## Quoted passage:

......

School finance reform was a classic example of why, when someone wants to “reform” a system, you should put your hand firmly on your wallet. What that someone wants is to transfer money and power from one group to another. In the case of school districts, it was from the property owners in the richer districts to the school children in the poorer districts. Needless to say, this idea wasn’t popular. Most people locate themselves nearest the best schools they can afford. They take poorly to the idea of having their property tax dollars subsidize a child in, say, South San Antonio.
From the U.S. Supreme Court ruling in Rodriguez v. San Antonio ISD in 1973 to the 1995 Texas Supreme Court ruling that the finance system passed constitutional muster, efforts have been made to arrive at some equity in the amount available to educate each student. The system isn’t perfect, partly because it will eventually result in most larger districts being ineligible for state assistance, but it satisfies the courts for the moment.
In a century and a half of history, Texans have demonstrated that they are willing to do almost anything for public education except pay for it.
Despite biennial increases in state education appropriations, local taxpayers still pay more than half of the cost of education. Look at teachers’ salaries, which average $38,857 this year because of a well-deserved $3000 state-mandated pay raise. Not likely to attract the best and brightest to the classroom. If $38,857 sounds ok to you, understand that a Texas family of four with an income of $33,000 is eligible for free health insurance for their children.
The amount spent per student in Texas is about $5,000, 31st in the nation and 12th among the 15 biggest states. Not coincidentally, many of those 30 states that care more about education have higher SAT scores. (Texas’ students taking the SAT dropped two points on the math test this year, from an average of 501 to 499—the national average is 511.)
It’s been most fashionable in recent years to advocate for vouchers as a way of upgrading education without spending more money on it. Ironically, Texas had a sort of voucher system, and not a very generous one, in the days of the Republic. In 1854, the Republic of Texas provided an allotment per student of 62 cents per year to private and denominational schools. There is no evidence that it worked well then and there is none that it would now.

......

## Stored data:

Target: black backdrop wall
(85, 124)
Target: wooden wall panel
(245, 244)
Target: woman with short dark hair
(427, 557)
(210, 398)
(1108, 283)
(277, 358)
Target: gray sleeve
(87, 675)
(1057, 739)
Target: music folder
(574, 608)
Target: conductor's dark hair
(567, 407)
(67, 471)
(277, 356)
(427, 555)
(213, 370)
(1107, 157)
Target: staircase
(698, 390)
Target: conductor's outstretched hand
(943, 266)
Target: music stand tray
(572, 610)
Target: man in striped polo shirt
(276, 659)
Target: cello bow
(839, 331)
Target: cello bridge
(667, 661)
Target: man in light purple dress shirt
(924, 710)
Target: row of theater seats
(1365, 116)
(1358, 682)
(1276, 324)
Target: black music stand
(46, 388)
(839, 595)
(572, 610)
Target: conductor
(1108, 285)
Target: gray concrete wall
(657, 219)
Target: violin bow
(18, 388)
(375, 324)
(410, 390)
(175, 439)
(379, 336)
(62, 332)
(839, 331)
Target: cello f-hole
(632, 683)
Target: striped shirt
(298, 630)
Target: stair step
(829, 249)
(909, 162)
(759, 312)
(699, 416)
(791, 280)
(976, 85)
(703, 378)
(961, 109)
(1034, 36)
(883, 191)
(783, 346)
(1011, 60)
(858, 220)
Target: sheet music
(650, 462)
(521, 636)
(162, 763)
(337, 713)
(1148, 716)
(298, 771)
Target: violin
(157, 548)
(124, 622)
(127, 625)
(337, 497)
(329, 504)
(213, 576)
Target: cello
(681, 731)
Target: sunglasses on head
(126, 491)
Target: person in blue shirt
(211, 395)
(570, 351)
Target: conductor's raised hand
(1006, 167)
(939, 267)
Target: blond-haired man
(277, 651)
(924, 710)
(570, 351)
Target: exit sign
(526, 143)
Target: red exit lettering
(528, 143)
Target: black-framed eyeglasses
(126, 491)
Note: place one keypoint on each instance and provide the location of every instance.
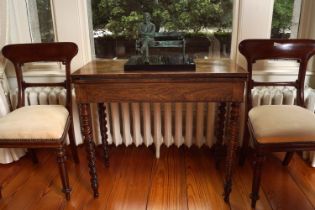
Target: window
(285, 18)
(205, 24)
(40, 20)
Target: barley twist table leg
(232, 147)
(86, 129)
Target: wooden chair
(41, 126)
(277, 128)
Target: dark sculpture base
(160, 63)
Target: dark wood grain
(213, 81)
(299, 50)
(28, 186)
(168, 186)
(287, 195)
(63, 52)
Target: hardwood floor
(181, 179)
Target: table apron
(160, 92)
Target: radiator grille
(163, 123)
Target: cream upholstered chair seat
(41, 126)
(282, 123)
(34, 122)
(277, 128)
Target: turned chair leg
(245, 147)
(287, 158)
(33, 155)
(72, 143)
(258, 162)
(61, 158)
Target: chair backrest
(19, 54)
(300, 50)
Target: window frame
(79, 19)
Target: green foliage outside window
(281, 19)
(122, 17)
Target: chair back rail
(300, 50)
(19, 54)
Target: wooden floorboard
(168, 187)
(281, 189)
(181, 179)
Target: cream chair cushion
(282, 123)
(34, 122)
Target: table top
(114, 69)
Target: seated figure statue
(146, 35)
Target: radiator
(163, 123)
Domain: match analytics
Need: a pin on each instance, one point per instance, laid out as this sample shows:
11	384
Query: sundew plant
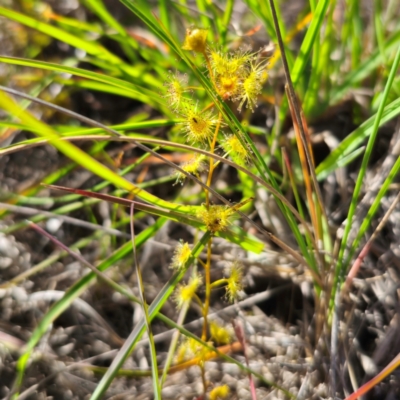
218	154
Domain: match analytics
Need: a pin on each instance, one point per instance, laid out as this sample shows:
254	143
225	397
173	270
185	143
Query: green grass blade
364	70
139	329
145	308
366	223
123	85
92	48
82	158
309	40
355	139
75	291
230	118
342	264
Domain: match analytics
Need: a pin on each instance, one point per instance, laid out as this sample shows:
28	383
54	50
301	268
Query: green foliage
201	87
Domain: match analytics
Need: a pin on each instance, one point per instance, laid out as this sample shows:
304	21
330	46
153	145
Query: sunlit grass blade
352	142
342	263
82	158
90	47
234	234
139	329
363	70
145	308
123	85
73	292
98	7
230	118
309	41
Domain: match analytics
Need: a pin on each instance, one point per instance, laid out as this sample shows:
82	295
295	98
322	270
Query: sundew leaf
140	326
229	117
233	234
91	47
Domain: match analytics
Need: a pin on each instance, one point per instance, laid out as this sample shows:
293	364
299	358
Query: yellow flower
195	40
237	151
219	392
181	255
192	348
251	86
215	217
175	85
229	70
219	333
194	166
199	126
184	293
234	286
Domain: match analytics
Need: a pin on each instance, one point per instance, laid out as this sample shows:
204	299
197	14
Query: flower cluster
238	76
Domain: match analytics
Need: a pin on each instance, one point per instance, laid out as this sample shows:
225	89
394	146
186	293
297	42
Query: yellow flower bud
195	40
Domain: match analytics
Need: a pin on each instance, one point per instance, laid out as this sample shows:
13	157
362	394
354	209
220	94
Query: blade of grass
139	329
342	262
72	293
230	118
153	353
356	138
123	85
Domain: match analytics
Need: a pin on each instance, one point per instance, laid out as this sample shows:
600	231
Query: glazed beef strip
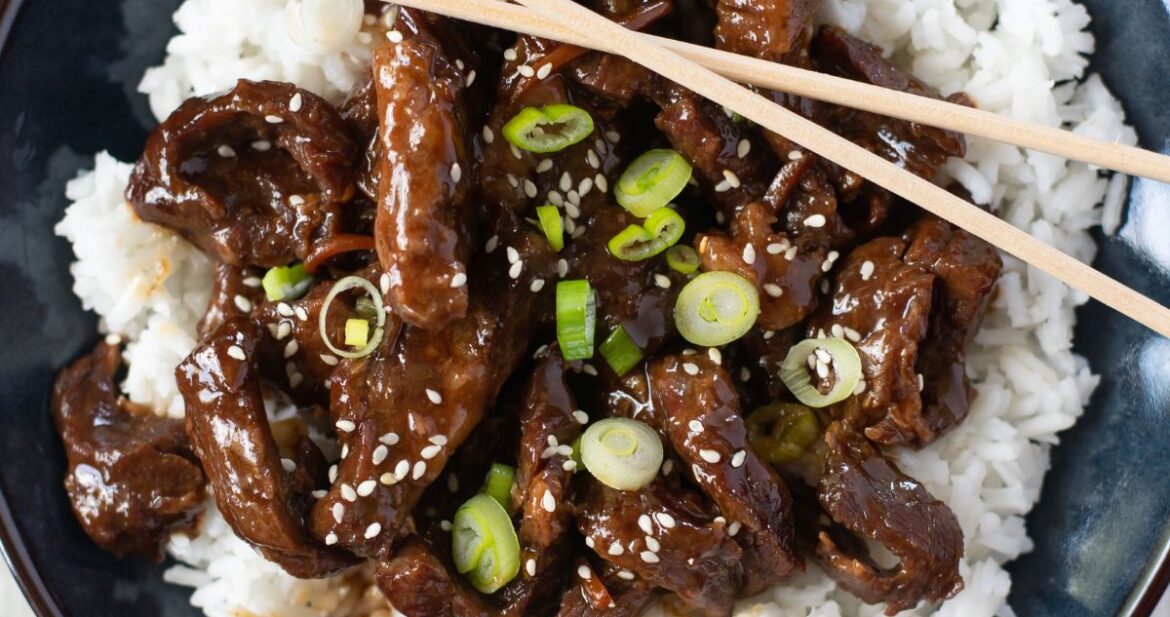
253	177
422	230
261	491
865	493
132	478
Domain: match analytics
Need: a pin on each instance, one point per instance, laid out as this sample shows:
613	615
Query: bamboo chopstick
832	89
860	160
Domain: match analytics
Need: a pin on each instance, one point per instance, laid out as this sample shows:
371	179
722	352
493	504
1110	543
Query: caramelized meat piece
696	406
132	477
785	272
403	410
262	501
866	494
422	226
913	146
252	177
882	304
965	272
667	536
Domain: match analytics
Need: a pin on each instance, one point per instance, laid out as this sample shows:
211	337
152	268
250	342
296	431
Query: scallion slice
660	231
345	285
549	129
287	282
484	546
620	351
652	180
682	259
621	453
499	482
842	371
576	319
716	308
552	226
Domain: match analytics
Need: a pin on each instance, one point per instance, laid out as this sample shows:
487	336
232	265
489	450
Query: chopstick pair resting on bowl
690	66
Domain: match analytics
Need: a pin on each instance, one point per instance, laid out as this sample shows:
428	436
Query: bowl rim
1142	600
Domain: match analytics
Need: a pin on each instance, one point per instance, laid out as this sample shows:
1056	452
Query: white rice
1020	57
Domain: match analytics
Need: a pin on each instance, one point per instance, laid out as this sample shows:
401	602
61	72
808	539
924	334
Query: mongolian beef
566	337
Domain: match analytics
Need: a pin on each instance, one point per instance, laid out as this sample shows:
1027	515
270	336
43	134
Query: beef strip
882	304
785	272
263	501
696	406
403	410
965	272
695	556
867	494
132	477
422	228
253	177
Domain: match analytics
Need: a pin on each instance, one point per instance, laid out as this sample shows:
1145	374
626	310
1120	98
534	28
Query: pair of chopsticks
687	66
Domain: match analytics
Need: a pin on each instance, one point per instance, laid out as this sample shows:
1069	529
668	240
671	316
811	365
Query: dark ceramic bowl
68	70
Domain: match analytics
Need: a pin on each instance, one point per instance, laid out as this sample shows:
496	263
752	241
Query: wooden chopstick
832	89
858	159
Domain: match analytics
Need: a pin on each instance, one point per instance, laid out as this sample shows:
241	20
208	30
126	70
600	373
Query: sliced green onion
549	129
682	259
357	333
499	482
783	432
834	379
621	453
552	226
287	282
716	308
576	319
652	180
345	285
484	546
660	231
620	351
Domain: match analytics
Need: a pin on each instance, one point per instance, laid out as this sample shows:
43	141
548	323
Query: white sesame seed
709	456
816	220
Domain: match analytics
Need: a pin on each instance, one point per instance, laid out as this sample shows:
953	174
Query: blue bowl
68	72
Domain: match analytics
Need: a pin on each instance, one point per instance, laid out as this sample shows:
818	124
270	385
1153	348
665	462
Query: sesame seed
743	148
816	220
749	254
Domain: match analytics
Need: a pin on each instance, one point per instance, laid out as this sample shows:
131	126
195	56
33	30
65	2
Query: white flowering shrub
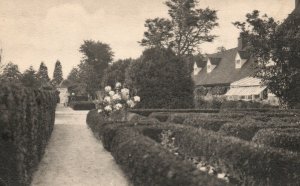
117	100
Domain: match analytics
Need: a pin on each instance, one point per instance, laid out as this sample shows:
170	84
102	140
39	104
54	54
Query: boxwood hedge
26	122
288	138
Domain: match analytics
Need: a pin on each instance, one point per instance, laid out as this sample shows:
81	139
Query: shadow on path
75	157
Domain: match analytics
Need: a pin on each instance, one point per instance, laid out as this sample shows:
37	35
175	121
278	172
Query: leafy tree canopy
188	27
116	72
276	49
29	78
57	74
162	79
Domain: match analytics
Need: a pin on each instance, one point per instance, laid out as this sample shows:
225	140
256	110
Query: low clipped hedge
206	123
145	162
160	116
247	162
288	138
26	122
82	105
147	112
246	128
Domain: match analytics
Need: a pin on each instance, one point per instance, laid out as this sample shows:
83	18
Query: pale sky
32	31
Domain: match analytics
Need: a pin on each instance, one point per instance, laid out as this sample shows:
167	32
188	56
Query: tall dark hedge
26	122
161	79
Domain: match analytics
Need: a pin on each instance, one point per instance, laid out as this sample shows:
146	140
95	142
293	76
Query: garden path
74	157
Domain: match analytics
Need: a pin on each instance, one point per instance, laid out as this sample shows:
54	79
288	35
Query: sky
32	31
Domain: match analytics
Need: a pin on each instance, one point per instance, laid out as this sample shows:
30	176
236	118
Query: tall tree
42	74
96	58
29	78
116	72
276	49
74	75
57	74
11	73
188	28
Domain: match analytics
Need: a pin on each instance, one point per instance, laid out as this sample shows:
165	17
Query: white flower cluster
116	100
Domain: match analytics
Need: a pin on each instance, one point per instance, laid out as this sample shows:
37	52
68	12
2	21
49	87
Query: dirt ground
74	157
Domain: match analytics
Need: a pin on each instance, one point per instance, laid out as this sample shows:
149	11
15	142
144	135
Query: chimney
241	42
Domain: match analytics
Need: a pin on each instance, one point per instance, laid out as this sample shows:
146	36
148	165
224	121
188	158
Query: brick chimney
241	42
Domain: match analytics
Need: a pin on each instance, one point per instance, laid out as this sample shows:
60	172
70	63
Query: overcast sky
32	31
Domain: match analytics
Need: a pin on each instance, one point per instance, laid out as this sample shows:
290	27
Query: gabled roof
244	54
225	72
65	84
214	60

......

## Task 1:
Summarize the text on Texas school finance in three sentences.
## Task 2:
List every sum of money mentioned in the text on Texas school finance, giving each one once.

## Written answer 1:
School finance reform in Texas sought to move money from property owners in richer districts to schoolchildren in poorer ones, and court rulings from Rodriguez v. San Antonio ISD in 1973 to the 1995 Texas Supreme Court decision have pushed toward equity in per-student funding. Local taxpayers still pay more than half the cost of education, teachers' salaries average $38,857, and spending of about $5,000 per student ranks Texas 31st in the nation. Vouchers are promoted as a way to improve education without spending more, but Texas had a small voucher system in the days of the Republic, and there is no evidence it worked then or would work now.

## Written answer 2:
- $38,857 (average teacher salary this year)
- $3000 (state-mandated pay raise)
- $33,000 (income at which a family of four qualifies for free children's health insurance)
- $5,000 (approximate amount spent per student in Texas)
- 62 cents (yearly allotment per student in 1854)